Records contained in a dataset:
== Segment start ==
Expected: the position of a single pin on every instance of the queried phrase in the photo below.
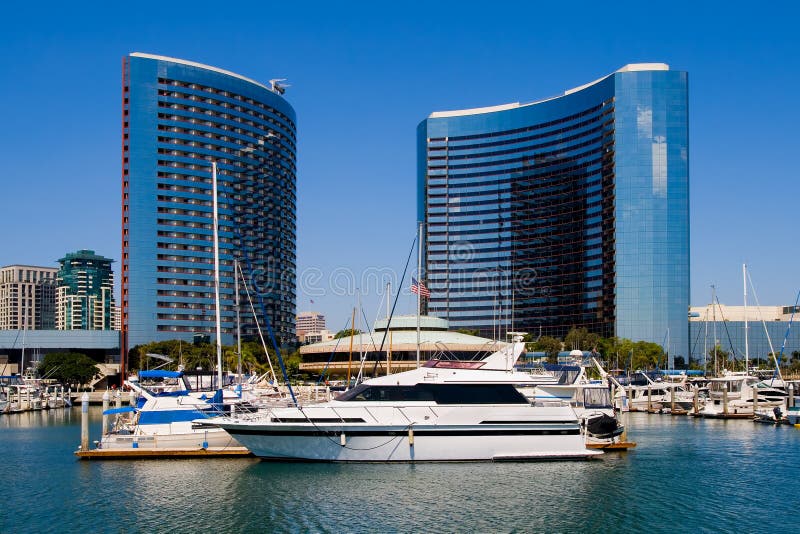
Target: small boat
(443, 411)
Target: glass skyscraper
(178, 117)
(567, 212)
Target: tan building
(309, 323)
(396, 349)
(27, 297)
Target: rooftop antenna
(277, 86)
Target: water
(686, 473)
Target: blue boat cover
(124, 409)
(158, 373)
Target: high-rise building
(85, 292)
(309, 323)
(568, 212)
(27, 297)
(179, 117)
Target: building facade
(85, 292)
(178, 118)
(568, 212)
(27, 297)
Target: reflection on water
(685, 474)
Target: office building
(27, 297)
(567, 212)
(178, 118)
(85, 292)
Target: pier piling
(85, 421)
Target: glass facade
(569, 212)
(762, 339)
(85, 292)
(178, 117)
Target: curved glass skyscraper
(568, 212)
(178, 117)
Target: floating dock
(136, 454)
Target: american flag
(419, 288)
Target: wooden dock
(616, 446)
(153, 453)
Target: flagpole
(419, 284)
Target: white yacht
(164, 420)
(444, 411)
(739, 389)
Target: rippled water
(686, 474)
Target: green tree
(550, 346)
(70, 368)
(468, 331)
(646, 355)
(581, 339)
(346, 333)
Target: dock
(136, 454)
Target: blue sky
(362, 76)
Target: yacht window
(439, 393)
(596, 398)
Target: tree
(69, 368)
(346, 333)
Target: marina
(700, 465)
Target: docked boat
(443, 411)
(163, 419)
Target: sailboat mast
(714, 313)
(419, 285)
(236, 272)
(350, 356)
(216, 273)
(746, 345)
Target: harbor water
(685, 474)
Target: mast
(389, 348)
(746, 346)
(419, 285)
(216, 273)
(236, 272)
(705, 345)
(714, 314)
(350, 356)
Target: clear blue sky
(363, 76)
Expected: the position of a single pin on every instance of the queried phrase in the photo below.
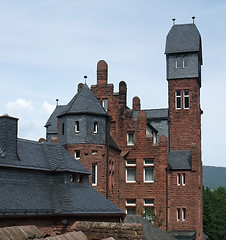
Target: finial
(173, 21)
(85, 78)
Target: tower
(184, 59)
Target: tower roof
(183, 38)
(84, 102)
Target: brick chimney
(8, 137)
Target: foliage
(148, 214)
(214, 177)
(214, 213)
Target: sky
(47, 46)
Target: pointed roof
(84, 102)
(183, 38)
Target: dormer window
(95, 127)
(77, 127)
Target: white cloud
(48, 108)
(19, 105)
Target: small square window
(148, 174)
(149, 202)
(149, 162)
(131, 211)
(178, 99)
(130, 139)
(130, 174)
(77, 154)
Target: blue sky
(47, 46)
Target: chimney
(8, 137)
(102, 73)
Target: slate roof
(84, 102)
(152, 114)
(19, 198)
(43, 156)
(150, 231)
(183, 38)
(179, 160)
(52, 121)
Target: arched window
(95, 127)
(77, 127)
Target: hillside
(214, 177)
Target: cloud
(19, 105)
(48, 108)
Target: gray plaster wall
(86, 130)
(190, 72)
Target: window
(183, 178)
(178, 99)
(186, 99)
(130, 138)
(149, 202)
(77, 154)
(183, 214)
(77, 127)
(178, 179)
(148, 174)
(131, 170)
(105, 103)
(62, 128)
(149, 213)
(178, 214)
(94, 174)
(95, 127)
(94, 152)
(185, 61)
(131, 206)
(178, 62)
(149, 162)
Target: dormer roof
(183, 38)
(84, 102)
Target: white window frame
== Segment end ==
Exercise details - Give back all of the entries above exactly, with the pictures excluded.

Solution below -
Expected: the position of a single pin on every instance of the queried phrase in the photo below.
Target: small boat
(443, 411)
Target: glass skyscraper
(178, 117)
(567, 212)
Target: tan building
(309, 323)
(396, 349)
(27, 297)
Target: rooftop antenna
(277, 86)
Target: water
(686, 473)
Target: blue boat cover
(124, 409)
(158, 373)
Target: high-rise building
(85, 292)
(309, 323)
(568, 212)
(27, 297)
(179, 117)
Target: building facade
(85, 292)
(178, 118)
(568, 212)
(27, 297)
Target: reflection on water
(685, 474)
Target: office building
(27, 297)
(567, 212)
(178, 118)
(85, 292)
Target: pier piling
(85, 421)
Target: glass facade
(569, 212)
(762, 339)
(85, 292)
(178, 117)
Target: curved glass skyscraper
(568, 212)
(178, 117)
Target: floating dock
(136, 454)
Target: american flag
(419, 288)
Target: wooden dock
(616, 446)
(153, 453)
Target: flagpole
(419, 284)
Target: white yacht
(164, 420)
(444, 411)
(739, 389)
Target: rippled water
(686, 474)
Target: green tree
(550, 346)
(70, 368)
(468, 331)
(646, 355)
(581, 339)
(346, 333)
Target: dock
(136, 454)
Target: blue sky
(362, 76)
Target: yacht window
(439, 393)
(596, 398)
Target: tree
(69, 368)
(346, 333)
Target: marina
(700, 465)
Target: docked boat
(443, 411)
(163, 419)
Target: sailboat mast
(714, 313)
(419, 285)
(236, 272)
(350, 356)
(216, 273)
(746, 345)
Target: harbor water
(685, 474)
Target: mast
(389, 348)
(746, 346)
(419, 285)
(216, 273)
(236, 272)
(705, 345)
(714, 314)
(350, 356)
Target: clear blue sky
(363, 76)
Expected: the position of a single pin on every instance of the queried phrase in the photo below.
Target: finial
(173, 21)
(85, 78)
Target: tower
(184, 59)
Target: tower roof
(183, 38)
(84, 102)
Target: brick chimney
(8, 137)
Target: foliage
(148, 214)
(214, 177)
(214, 213)
Target: sky
(47, 46)
Target: pointed roof
(84, 102)
(183, 38)
Target: dormer window
(95, 127)
(77, 127)
Target: white cloud
(48, 108)
(19, 105)
Target: small square window
(148, 174)
(149, 202)
(149, 162)
(131, 211)
(178, 99)
(130, 139)
(130, 174)
(77, 154)
Target: blue sky
(47, 46)
Target: chimney
(8, 137)
(102, 73)
Target: slate roof
(84, 102)
(152, 114)
(19, 198)
(43, 156)
(150, 231)
(183, 38)
(179, 160)
(52, 121)
Target: arched window
(95, 127)
(77, 127)
Target: hillside
(214, 177)
Target: cloud
(19, 105)
(48, 108)
Target: gray plaster wall
(86, 130)
(190, 72)
Target: window
(183, 178)
(178, 99)
(186, 99)
(130, 138)
(149, 202)
(77, 154)
(183, 214)
(77, 127)
(178, 179)
(148, 174)
(131, 170)
(105, 103)
(62, 128)
(149, 213)
(178, 214)
(94, 174)
(95, 127)
(94, 152)
(185, 61)
(131, 206)
(178, 62)
(149, 162)
Target: dormer roof
(183, 38)
(84, 102)
Target: white window frame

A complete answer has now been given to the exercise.